ACTIONS TO TAKE ::
[1] In the text on University of Minnesota plant breeding, what makes the 'Itasca' grape stand out? Answer in one to three sentences.
[2] From the text on University of Minnesota plant breeding, list every kind of plant the opening paragraph says the University has released varieties of.
[3] Carry on the text on University of Minnesota plant breeding from the point where it stops.

EXCERPTED TEXT ::
Good breeding takes time. The University of Minnesota has been breeding cold-hardy, disease resistant plants for over 125 years. In that time, over 400 varieties have been released including apples, grapes, trees, flowers, and grasses. Today, University plant scientists and breeders are able to combine traditional breeding techniques with cutting-edge technology allowing them to use data and genomics not available to researchers in the past. Below, we have highlighted several current research projects and new varieties developed by U of M plant breeders.
In 2018, Minnesota apple lovers fell in love with First Kiss®, the newest apple variety from the University of Minnesota’s apple breeding program. This year there will be even more chances to experience the new Honeycrisp progeny, which is also known as Rave®, both in Minnesota and beyond.
First Kiss® /Rave® (aka MN55) represent the 27th apple variety released by the University's apple breeding program. This early-season treat features the crisp and juicy texture of Honeycrisp but will ready to harvest up to four weeks earlier.
'Itasca' becomes fifth wine grape released by the University's grape breeding program. It is the first cold-hardy variety with low enough acidity to produce dry white wines.
'Electric Lights Double Pink' and 'Electric Lights Red' azaleas are the newest members of the 'Lights' series and the first new azalea releases in nearly 15 years. Electric Lights Red is the long-awaited first red azalea released by the University.

Stored records
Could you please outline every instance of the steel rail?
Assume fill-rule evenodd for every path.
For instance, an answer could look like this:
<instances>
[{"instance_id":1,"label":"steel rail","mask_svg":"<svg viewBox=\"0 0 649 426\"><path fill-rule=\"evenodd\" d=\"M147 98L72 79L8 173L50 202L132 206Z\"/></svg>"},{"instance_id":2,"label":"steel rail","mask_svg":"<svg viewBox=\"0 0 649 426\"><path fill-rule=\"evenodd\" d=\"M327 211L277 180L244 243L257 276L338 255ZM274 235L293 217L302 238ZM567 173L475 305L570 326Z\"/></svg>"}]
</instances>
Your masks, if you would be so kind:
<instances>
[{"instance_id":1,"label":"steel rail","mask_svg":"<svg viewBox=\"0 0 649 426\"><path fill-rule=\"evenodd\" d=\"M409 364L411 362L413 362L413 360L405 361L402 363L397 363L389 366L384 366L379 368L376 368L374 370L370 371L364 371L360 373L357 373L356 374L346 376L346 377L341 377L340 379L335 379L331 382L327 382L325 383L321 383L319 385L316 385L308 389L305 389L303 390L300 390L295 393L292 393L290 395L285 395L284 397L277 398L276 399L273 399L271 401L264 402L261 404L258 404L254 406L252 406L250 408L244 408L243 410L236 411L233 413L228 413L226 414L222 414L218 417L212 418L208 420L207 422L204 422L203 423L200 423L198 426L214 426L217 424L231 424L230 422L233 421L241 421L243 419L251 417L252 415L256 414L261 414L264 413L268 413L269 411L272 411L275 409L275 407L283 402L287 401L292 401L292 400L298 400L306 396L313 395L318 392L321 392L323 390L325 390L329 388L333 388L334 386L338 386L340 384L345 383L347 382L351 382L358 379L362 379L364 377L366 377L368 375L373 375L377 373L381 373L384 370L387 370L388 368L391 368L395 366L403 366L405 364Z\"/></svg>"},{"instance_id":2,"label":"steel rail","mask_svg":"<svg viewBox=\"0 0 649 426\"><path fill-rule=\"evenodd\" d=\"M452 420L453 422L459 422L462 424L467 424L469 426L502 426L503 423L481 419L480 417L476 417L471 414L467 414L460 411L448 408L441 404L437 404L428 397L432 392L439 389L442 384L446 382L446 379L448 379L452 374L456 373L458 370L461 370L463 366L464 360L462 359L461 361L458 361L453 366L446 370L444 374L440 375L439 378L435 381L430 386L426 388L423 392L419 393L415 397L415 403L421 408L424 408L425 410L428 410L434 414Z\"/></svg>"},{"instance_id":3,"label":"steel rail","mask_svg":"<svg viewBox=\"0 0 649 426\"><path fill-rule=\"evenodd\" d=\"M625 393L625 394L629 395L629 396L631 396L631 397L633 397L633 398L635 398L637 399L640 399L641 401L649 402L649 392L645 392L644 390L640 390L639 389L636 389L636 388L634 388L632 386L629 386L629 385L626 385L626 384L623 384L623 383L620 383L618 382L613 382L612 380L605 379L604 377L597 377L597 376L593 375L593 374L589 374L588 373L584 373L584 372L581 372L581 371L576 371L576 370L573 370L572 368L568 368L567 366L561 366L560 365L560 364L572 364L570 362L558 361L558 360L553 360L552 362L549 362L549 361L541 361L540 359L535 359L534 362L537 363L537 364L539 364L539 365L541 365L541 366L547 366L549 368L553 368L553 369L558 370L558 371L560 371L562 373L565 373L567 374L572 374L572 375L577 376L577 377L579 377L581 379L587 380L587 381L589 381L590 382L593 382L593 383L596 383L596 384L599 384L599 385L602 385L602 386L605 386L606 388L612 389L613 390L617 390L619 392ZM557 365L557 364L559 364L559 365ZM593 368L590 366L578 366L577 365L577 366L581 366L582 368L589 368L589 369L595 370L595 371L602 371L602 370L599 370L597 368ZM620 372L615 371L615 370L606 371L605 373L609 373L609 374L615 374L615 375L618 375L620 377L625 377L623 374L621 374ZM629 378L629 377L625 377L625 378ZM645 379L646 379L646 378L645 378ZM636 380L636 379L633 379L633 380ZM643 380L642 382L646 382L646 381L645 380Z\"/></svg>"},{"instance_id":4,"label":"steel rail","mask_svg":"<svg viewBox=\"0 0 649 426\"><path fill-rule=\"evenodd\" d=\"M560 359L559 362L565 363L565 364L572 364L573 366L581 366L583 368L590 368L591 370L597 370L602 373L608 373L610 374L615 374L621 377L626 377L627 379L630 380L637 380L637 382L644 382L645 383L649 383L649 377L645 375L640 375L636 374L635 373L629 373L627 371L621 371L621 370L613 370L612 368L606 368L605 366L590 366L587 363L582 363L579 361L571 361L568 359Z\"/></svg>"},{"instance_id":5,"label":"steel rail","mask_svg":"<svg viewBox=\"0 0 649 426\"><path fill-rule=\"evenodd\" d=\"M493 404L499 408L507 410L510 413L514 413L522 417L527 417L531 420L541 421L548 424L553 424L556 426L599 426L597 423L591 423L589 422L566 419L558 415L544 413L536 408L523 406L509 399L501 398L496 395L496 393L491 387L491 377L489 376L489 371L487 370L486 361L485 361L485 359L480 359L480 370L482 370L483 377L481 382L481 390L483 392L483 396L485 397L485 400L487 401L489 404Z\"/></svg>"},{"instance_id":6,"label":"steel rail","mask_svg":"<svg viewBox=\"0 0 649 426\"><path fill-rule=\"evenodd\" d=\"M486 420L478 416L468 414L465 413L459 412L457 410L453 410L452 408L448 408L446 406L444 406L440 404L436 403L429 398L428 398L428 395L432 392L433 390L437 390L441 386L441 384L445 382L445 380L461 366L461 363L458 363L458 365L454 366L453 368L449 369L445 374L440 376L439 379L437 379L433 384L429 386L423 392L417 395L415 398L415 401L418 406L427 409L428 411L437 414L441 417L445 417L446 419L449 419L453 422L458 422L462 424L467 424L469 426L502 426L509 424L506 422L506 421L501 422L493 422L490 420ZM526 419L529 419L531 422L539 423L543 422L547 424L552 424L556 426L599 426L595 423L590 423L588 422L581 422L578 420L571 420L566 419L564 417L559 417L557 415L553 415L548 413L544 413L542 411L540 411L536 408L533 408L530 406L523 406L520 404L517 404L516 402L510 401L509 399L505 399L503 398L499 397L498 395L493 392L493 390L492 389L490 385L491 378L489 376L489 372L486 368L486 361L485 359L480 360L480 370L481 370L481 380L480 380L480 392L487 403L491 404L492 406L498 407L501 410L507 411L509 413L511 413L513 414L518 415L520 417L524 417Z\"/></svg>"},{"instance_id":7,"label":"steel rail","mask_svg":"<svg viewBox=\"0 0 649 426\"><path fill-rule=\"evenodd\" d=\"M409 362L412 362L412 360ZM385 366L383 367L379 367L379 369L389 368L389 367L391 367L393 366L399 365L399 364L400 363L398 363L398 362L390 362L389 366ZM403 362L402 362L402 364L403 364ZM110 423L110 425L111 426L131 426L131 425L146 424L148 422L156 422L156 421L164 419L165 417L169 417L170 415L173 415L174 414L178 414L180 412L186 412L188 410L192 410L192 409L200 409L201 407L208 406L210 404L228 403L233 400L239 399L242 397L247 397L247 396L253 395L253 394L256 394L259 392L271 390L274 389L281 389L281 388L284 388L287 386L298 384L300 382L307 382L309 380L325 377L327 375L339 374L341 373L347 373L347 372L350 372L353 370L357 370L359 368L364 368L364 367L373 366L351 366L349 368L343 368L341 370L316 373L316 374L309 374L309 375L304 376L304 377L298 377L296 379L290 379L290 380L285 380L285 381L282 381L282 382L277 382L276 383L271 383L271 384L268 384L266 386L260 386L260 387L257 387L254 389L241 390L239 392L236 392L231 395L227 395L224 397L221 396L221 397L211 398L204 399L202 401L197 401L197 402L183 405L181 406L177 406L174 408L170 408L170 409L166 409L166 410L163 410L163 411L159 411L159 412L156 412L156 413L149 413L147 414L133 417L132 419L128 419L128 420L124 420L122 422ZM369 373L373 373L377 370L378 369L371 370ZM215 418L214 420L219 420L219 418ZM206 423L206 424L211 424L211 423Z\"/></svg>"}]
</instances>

ANSWERS FOR THE EXERCISE ::
[1] 'Itasca' is the first cold-hardy grape variety with acidity low enough to make dry white wines.

[2] Apples, grapes, trees, flowers, grasses

[3]
New introduction True North™ Kentucky coffeetree offers a narrow, upright form making them suitable replacements for ash in Minnesota. Research has shown it to be easier to propagate compared to other Kentucky coffeetrees.
Pink Popcorn® (aka MNPink1 cultivar) is the first pink blueberry introduced by the University. Truly pink-fruited blueberries, with the sweet taste and satisfying crispness of the best of the blues, are a culinary novelty.
Over the last decade there has been a dramatic revival in beer brewing throughout the eastern U.S. Local craft and microbrewers are in need of new hops varieties. The U responded to this demand by starting a hops research program in 2010 and a breeding program in 2012.
In the winter of 2006, the honey bee population began to suffer steep declines. Since then, an average of 30% of all honey bee colonies die every winter. Beekeepers struggle to replace losses. U of M researchers are hard at work studying the causes and looking for solutions that will save the honey bee.
The reliably cold-hardy ‘Summer Cascade’ wisteria was bred from a hardy strain of Kentucky wisteria and first known as ‘Betty Matthews,’ after a White Bear Lake resident in whose yard it grew.